### Stored entries:
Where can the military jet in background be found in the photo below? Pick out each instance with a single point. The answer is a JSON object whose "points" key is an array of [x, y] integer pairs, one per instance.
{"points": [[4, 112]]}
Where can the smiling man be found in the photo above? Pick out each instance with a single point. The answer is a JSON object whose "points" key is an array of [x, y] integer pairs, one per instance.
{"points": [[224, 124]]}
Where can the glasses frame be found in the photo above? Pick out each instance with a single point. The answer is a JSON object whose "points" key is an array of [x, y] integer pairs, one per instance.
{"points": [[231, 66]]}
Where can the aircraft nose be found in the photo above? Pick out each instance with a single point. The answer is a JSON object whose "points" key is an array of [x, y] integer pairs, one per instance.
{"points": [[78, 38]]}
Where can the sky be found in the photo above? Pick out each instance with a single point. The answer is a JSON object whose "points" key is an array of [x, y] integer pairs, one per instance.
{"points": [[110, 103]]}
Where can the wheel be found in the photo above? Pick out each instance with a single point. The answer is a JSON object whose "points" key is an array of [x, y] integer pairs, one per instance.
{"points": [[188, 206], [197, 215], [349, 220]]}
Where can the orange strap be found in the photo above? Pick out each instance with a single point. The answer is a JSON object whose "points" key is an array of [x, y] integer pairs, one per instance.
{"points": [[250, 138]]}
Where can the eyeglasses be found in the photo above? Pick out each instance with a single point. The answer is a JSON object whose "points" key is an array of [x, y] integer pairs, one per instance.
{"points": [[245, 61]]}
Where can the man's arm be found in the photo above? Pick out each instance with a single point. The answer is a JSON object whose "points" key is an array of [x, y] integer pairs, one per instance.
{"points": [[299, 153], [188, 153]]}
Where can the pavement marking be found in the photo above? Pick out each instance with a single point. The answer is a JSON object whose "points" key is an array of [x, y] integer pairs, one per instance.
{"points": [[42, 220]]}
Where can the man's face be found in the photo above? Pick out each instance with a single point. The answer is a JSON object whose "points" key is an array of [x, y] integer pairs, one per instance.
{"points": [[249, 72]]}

### Objective:
Output exactly the lines between the one containing "Where can the sky" and the final line above, both inclusive.

### Result of the exercise:
Where can the sky be found in the photo above? Pick out each instance with a single point. The answer is a JSON object whose "points" key is an array of [x, y] integer pairs, one per instance.
{"points": [[110, 103]]}
Where can the wheel be found in the photo above? Pick out each instance with a single point. The answer is a JSON object whose "points" key is an array of [x, y] integer pairs, one per instance.
{"points": [[188, 206], [197, 215], [349, 220]]}
Where can the orange strap be found in the photo above? Pick out each instance with a single point. The answer is a JSON object whose "points" key is an array of [x, y] integer pairs, one per instance.
{"points": [[250, 138]]}
Where can the eyeglasses be found in the photo above? Pick out each instance with a single point. The answer is a JSON object whose "points" key is an array of [x, y] integer pairs, one per instance.
{"points": [[245, 61]]}
Where can the man's arm be found in the photo above? Pick out each instance with a single point. The answer is a JSON object whose "points" key is an array of [x, y] integer pairs, one per instance.
{"points": [[299, 153], [188, 153]]}
Where can the pavement marking be found in the photo above? Pick out each instance with a single point. The answer is a JSON object whose "points" key is an array of [x, y] integer pairs, one per instance.
{"points": [[42, 220]]}
Where can the man's face be found in the photo above? Pick out each instance with a single point. The answer is a JSON object whose "points" key is an array of [x, y] integer pairs, one per instance.
{"points": [[249, 72]]}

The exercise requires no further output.